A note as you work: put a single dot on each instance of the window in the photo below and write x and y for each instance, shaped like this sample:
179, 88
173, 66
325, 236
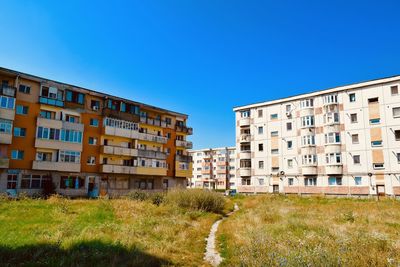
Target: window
260, 147
91, 160
245, 114
7, 102
394, 90
332, 138
72, 182
309, 159
24, 89
94, 122
374, 121
352, 97
396, 112
307, 103
70, 156
19, 132
333, 158
21, 110
274, 151
92, 141
290, 163
353, 118
274, 133
335, 180
12, 181
261, 164
5, 126
17, 154
311, 181
397, 135
378, 166
290, 144
307, 121
376, 143
356, 159
373, 100
308, 140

● **WHAT YOU WILL DO**:
Lay out every line of the rows above as a numbered list, skipping any blank lines. Leave the pictures out of your answer.

● **THE RESPONSE**:
1. A note as you work: put a single dot on each instance of the window in the photo below and write x and y for each instance, shaped like this sample:
2. 179, 88
3. 173, 66
4. 325, 236
5. Target: window
6. 260, 147
7. 91, 160
8. 245, 114
9. 7, 102
10. 394, 90
11. 332, 138
12. 72, 182
13. 309, 159
14. 24, 89
15. 94, 122
16. 374, 121
17. 352, 97
18. 396, 112
19. 307, 103
20. 70, 156
21. 19, 132
22. 333, 158
23. 21, 110
24. 274, 151
25. 92, 141
26. 290, 163
27. 353, 118
28. 274, 133
29. 335, 180
30. 12, 181
31. 261, 164
32. 5, 126
33. 17, 154
34. 311, 181
35. 397, 135
36. 378, 166
37. 290, 144
38. 307, 121
39. 376, 143
40. 356, 159
41. 373, 100
42. 308, 140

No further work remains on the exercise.